**WHAT IS BEING ASKED**
Reproduce the entries from the start of the entries through the line containing "xmin=163 ymin=47 xmax=169 ymax=56", both ends included, and nothing beyond that line. Multiply each bounding-box coordinate in the answers by 1.25 and round it to a whole number, with halves rounded up, but leave the request lines, including their sample coordinates, unchanged.

____ INFORMATION SUPPLIED

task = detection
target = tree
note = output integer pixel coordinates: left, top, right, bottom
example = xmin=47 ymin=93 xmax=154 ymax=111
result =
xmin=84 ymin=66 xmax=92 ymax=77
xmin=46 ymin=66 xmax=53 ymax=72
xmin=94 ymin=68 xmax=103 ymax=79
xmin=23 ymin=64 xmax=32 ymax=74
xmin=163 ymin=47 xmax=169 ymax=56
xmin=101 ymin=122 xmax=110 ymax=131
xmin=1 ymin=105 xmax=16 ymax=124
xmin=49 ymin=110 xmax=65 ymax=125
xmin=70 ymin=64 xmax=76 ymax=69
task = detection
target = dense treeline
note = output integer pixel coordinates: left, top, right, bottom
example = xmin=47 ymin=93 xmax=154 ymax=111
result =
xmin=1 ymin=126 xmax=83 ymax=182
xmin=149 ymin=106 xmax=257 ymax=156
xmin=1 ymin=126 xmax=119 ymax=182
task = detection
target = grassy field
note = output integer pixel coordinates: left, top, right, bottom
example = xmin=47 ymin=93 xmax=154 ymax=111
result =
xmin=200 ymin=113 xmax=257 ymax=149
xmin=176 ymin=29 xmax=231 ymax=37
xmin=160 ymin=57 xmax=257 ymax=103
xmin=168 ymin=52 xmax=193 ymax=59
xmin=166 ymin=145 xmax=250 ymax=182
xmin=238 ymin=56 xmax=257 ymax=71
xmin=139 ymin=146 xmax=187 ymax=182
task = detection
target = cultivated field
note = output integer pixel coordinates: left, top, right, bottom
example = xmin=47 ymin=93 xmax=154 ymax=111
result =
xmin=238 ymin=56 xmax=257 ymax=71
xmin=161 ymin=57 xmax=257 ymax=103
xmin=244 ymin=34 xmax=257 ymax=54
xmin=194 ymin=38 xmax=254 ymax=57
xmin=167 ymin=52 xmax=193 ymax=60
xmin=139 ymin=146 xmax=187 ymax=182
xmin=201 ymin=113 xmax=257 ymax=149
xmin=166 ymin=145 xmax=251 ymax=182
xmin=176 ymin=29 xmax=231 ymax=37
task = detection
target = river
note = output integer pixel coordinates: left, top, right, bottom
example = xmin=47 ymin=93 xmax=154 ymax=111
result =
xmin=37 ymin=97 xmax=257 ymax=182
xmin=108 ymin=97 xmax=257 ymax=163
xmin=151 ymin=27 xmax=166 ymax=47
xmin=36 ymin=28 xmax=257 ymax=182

________

**ANSWER FOR THIS EXERCISE**
task = detection
target = tree
note = output integer pixel coordinates: left, top, right, bottom
example = xmin=47 ymin=93 xmax=154 ymax=111
result =
xmin=105 ymin=83 xmax=115 ymax=96
xmin=58 ymin=83 xmax=66 ymax=90
xmin=118 ymin=85 xmax=129 ymax=99
xmin=29 ymin=80 xmax=40 ymax=93
xmin=204 ymin=59 xmax=211 ymax=70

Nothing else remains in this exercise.